Retype every entry exactly, character for character.

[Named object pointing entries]
....................

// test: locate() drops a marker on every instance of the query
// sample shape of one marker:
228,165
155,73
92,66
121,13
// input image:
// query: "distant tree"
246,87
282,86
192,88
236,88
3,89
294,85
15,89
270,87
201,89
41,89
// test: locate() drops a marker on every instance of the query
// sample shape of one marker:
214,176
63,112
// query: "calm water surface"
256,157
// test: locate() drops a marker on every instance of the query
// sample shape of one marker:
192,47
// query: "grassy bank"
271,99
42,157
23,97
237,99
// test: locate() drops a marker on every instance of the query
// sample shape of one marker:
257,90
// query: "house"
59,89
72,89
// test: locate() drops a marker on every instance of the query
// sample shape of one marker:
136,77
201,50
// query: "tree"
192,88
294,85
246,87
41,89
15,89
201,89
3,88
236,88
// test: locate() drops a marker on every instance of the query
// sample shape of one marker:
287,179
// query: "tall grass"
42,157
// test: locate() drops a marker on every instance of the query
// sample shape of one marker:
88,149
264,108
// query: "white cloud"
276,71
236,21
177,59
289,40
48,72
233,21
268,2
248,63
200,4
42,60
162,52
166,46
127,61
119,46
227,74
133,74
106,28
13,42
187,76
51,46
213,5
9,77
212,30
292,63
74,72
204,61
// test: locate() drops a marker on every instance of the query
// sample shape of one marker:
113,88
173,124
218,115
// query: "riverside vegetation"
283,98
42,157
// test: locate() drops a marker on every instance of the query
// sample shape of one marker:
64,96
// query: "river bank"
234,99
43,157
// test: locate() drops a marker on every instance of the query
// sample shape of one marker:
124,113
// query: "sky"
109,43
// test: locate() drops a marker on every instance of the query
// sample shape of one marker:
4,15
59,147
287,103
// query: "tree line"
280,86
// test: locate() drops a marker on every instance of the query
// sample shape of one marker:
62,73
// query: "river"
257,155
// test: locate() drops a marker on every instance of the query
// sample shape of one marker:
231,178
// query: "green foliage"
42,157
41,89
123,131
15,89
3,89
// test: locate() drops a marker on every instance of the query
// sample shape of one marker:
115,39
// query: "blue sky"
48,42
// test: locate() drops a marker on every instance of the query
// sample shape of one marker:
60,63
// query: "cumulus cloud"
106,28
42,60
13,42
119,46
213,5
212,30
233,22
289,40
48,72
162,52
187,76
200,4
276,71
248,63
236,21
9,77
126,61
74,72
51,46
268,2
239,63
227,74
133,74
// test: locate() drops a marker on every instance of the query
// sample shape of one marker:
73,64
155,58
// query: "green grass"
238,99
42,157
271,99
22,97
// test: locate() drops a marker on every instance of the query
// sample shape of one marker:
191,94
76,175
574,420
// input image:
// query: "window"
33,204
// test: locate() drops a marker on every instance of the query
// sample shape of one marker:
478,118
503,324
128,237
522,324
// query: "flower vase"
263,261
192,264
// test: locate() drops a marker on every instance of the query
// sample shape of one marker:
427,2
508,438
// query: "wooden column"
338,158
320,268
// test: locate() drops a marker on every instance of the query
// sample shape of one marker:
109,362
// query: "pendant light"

....................

§ Full output
// test: locate() drops a marker on every instance of the query
// sample shape of one marker:
228,165
155,73
92,66
121,13
// input image:
// query: "distant tree"
246,87
282,86
192,88
236,88
3,89
294,85
15,89
270,87
201,89
41,89
// test: locate() drops a marker on every instance of the query
// sample shape of one marker:
214,176
63,112
// query: "calm water surface"
256,157
// test: locate() drops a marker on every instance of the query
// sample shape of one marker:
192,47
// query: "grassy bank"
271,99
42,157
23,97
237,99
// test: locate() drops a marker on every instance of the query
// sample shape of one marker:
257,90
// query: "house"
59,89
72,89
// test: locate() drops a marker on every instance of the query
// sample shape of one marker:
136,77
201,50
// query: "tree"
192,88
294,85
246,87
41,89
15,89
201,89
3,88
236,88
// test: locate() drops a marker on every instance of the query
// sample shape of one marker:
287,179
// query: "tall grass"
42,157
// test: locate() drops a marker on every instance of the query
// sample shape of one marker:
88,149
264,108
// query: "white cloud"
276,71
236,21
177,59
289,40
48,72
233,21
268,2
248,63
200,4
42,60
162,52
166,46
127,61
119,46
227,74
133,74
106,28
13,42
187,76
51,46
213,5
9,77
212,30
292,63
74,72
204,61
// test: locate() drops a marker on every instance of the query
// sample shape of one marker:
113,88
173,124
218,115
// query: "riverside vegetation"
283,98
42,157
// test: locate() drops a marker on every instance of the query
// sample shape of one marker:
64,96
// query: "river bank"
234,99
43,157
// test: locate() drops a marker on every instance of the query
// sample shape of one marker:
124,113
// query: "sky"
109,43
// test: locate() drops a marker on every instance of the query
// sample shape of one marker:
4,15
59,147
287,103
// query: "tree line"
280,86
// test: locate() drops a marker on every instance of the query
// sample shape of one marker:
62,73
// query: "river"
257,155
// test: locate() drops a marker on every instance of the query
// sample shape of one marker:
231,178
// query: "green foliage"
42,157
41,89
123,131
15,89
3,89
// test: locate() drops a marker on every instance of the query
// sample shape of one marker:
115,39
// query: "blue sky"
48,42
// test: locate() drops a marker on every instance of the query
// sample shape of one marker:
60,63
// query: "cumulus cloud"
106,28
42,60
13,42
119,46
213,5
212,30
233,22
289,40
48,72
162,52
187,76
200,4
276,71
248,63
236,21
9,77
126,61
74,72
51,46
268,2
239,63
227,74
133,74
// test: locate() drops a marker on every instance of the query
// sample shape of one marker:
73,64
155,58
// query: "green grass"
238,99
42,157
271,99
22,97
// test: locate() drops a marker on every instance of the query
// sample shape of one marker:
191,94
76,175
574,420
// input image:
// query: "window"
33,204
// test: locate() drops a marker on every instance of the query
// sample shape of one marker:
478,118
503,324
128,237
522,324
// query: "flower vase"
263,261
192,264
// test: locate() drops a marker on every instance of the query
// sample shape of one marker:
427,2
508,438
// query: "wooden column"
338,158
320,268
// test: locate() drops a marker on every instance of the query
// sample shape of one marker:
109,362
// query: "pendant light"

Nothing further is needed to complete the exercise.